[Stored records]
★ ★ ★ ★ ★ ★ ★

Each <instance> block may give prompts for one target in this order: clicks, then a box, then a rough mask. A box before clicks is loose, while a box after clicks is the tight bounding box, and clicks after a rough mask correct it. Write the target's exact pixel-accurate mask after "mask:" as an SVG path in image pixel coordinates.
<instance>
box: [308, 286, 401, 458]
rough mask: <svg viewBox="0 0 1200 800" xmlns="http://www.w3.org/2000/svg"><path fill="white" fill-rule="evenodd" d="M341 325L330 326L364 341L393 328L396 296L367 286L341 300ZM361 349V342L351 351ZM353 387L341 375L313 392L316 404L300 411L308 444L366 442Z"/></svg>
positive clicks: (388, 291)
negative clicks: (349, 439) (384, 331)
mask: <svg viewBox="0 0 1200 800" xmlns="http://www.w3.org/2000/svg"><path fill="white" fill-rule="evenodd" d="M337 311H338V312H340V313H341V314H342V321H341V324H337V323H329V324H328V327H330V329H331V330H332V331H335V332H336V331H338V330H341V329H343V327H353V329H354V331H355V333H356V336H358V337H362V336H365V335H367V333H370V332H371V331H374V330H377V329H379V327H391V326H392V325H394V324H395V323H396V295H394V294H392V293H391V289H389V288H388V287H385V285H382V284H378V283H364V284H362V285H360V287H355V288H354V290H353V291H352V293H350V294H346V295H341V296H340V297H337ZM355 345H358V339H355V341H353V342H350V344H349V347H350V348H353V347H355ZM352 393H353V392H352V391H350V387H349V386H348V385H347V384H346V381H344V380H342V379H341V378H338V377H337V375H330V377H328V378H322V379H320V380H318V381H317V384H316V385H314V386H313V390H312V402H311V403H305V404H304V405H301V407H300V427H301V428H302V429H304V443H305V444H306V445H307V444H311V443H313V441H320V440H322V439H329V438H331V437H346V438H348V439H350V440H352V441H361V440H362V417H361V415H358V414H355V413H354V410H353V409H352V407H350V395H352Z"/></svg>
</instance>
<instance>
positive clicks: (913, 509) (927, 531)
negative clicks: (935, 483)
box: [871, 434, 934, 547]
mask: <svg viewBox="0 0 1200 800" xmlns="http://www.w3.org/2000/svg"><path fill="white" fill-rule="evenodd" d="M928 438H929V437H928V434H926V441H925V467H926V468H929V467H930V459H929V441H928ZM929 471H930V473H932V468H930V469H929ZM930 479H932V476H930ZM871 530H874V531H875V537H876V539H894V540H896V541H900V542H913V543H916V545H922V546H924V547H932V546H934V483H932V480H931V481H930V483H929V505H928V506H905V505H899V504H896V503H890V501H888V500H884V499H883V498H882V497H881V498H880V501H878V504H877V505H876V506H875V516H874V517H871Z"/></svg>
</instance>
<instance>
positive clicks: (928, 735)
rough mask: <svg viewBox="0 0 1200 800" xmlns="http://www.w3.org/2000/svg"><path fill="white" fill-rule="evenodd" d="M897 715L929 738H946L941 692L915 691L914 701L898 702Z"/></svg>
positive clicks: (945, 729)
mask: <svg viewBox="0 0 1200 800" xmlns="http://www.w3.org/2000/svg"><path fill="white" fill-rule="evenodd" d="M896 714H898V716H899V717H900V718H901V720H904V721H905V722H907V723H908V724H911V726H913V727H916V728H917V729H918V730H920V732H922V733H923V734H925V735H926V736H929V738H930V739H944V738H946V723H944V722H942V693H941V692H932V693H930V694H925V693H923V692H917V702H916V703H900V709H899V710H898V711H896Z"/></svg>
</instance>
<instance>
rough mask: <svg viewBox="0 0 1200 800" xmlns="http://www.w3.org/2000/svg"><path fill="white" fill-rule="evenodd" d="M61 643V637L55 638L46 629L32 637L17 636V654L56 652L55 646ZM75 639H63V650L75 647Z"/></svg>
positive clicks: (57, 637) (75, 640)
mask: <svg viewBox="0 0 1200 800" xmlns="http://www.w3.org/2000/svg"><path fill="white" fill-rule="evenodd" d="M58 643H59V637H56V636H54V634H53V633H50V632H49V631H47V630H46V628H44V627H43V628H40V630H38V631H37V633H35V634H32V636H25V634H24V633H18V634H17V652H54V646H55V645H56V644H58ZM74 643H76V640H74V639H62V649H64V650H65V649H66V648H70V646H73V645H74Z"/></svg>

★ ★ ★ ★ ★ ★ ★

What you will do: Return all the data exactly as given.

Solution to this problem:
Each <instance> block may give prompts for one target in this order: clicks, then a box, then a rough mask. A box before clicks is loose, while a box after clicks is the tight bounding box, and clicks after a rough mask correct it. Write the target's exact pixel-accurate mask after "mask:" as an SVG path in image pixel coordinates.
<instance>
box: [308, 286, 401, 458]
rough mask: <svg viewBox="0 0 1200 800" xmlns="http://www.w3.org/2000/svg"><path fill="white" fill-rule="evenodd" d="M341 325L330 326L364 341L393 328L396 296L367 286L341 300ZM361 349V342L351 351ZM353 387L341 375L313 392L316 404L300 411L308 444L366 442Z"/></svg>
positive clicks: (388, 291)
negative clicks: (349, 439) (384, 331)
mask: <svg viewBox="0 0 1200 800" xmlns="http://www.w3.org/2000/svg"><path fill="white" fill-rule="evenodd" d="M337 311H338V312H340V313H341V314H342V321H341V324H337V323H329V324H328V327H330V329H331V330H332V331H335V332H336V331H338V330H341V329H343V327H353V329H354V331H355V333H356V336H358V337H362V336H365V335H367V333H370V332H371V331H374V330H377V329H379V327H391V326H392V325H394V324H395V323H396V295H394V294H392V293H391V289H389V288H388V287H385V285H382V284H378V283H364V284H362V285H360V287H355V288H354V290H353V291H352V293H350V294H346V295H341V296H340V297H337ZM355 345H358V339H355V341H353V342H350V344H349V347H350V348H353V347H355ZM352 393H353V392H352V391H350V387H349V386H348V385H347V384H346V381H344V380H342V379H341V378H338V377H337V375H330V377H328V378H322V379H320V380H318V381H317V384H316V385H314V386H313V390H312V402H311V403H305V404H304V405H301V407H300V427H301V428H302V429H304V443H305V444H306V445H307V444H311V443H313V441H320V440H322V439H329V438H331V437H346V438H348V439H350V440H352V441H361V440H362V417H361V415H358V414H355V413H354V410H353V409H352V407H350V395H352Z"/></svg>
</instance>
<instance>
positive clicks: (913, 509) (927, 531)
negative clicks: (935, 483)
box: [871, 434, 934, 547]
mask: <svg viewBox="0 0 1200 800" xmlns="http://www.w3.org/2000/svg"><path fill="white" fill-rule="evenodd" d="M928 438H929V437H928V434H926V441H925V467H926V468H929V467H930V459H929V441H928ZM929 471H930V473H932V468H930V469H929ZM930 479H932V476H930ZM871 530H874V531H875V537H876V539H894V540H896V541H900V542H913V543H916V545H922V546H924V547H932V546H934V483H932V480H931V481H930V483H929V505H928V506H905V505H899V504H896V503H890V501H888V500H884V499H883V498H882V497H881V498H880V501H878V504H877V505H876V506H875V516H874V517H871Z"/></svg>
</instance>
<instance>
positive clicks: (928, 735)
rough mask: <svg viewBox="0 0 1200 800" xmlns="http://www.w3.org/2000/svg"><path fill="white" fill-rule="evenodd" d="M897 715L929 738H946L941 692L915 691L914 701L898 702Z"/></svg>
positive clicks: (945, 729)
mask: <svg viewBox="0 0 1200 800" xmlns="http://www.w3.org/2000/svg"><path fill="white" fill-rule="evenodd" d="M896 714H898V716H899V717H900V718H901V720H904V721H905V722H907V723H908V724H911V726H913V727H916V728H917V729H918V730H920V732H922V733H923V734H925V735H926V736H929V738H930V739H944V738H946V723H944V722H942V693H941V692H932V693H930V694H925V693H923V692H917V702H916V703H900V709H899V710H898V711H896Z"/></svg>
</instance>
<instance>
rough mask: <svg viewBox="0 0 1200 800" xmlns="http://www.w3.org/2000/svg"><path fill="white" fill-rule="evenodd" d="M61 643V637L55 638L46 629L32 637L17 636V654L56 652L55 646ZM75 639H63V650L75 647Z"/></svg>
positive clicks: (57, 637) (75, 640)
mask: <svg viewBox="0 0 1200 800" xmlns="http://www.w3.org/2000/svg"><path fill="white" fill-rule="evenodd" d="M58 643H59V637H56V636H54V634H53V633H50V632H49V631H47V630H46V628H44V627H43V628H40V630H38V631H37V633H35V634H32V636H25V634H24V633H18V634H17V652H54V646H55V645H56V644H58ZM74 643H76V640H74V639H62V649H64V650H65V649H66V648H70V646H73V645H74Z"/></svg>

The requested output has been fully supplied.